--- start PROVIDED MATERIAL ---

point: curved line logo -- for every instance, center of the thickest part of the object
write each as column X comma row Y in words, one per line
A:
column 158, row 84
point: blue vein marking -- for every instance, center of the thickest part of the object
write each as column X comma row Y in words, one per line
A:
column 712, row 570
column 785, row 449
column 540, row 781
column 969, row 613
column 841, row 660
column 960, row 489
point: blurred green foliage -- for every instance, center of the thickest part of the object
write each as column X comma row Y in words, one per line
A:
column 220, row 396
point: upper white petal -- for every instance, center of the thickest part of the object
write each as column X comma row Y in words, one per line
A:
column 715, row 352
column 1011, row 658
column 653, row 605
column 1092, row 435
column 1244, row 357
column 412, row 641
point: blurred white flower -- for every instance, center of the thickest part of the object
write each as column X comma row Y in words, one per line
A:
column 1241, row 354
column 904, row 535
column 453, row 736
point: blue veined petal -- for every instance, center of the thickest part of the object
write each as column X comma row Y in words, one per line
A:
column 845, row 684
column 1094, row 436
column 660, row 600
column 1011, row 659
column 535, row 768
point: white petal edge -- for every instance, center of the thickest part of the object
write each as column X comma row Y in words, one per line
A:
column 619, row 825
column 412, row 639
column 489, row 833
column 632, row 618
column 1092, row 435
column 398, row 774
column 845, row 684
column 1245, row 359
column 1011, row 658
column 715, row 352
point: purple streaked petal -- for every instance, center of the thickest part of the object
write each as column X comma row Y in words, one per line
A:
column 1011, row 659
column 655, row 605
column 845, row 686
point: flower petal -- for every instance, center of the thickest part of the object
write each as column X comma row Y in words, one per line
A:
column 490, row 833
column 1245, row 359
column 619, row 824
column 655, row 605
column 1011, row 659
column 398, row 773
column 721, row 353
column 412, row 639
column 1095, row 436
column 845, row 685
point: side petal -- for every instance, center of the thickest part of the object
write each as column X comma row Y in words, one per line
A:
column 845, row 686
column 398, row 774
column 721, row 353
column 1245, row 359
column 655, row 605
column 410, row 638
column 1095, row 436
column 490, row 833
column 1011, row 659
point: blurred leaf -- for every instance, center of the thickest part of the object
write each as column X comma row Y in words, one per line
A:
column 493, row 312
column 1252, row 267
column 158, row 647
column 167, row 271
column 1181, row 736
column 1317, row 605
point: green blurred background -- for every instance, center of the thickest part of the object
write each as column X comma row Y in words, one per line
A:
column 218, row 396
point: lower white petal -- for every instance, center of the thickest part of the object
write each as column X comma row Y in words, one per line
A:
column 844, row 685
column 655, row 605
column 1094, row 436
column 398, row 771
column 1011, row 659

--- end PROVIDED MATERIAL ---

▶ _WRITTEN TASK_
Render the span that begins with the line containing "point: green blurred" and ends with the line containing "column 218, row 396" as a Markdown table with the columns Index and Line, numbering each line and omitting any blank lines.

▶ _SOLUTION_
| Index | Line |
|---|---|
| 1 | point: green blurred background -- for every instance, center of the thickest part of the object |
| 2 | write each as column X comma row Y in words, one per line |
| 3 | A: |
| 4 | column 218, row 396 |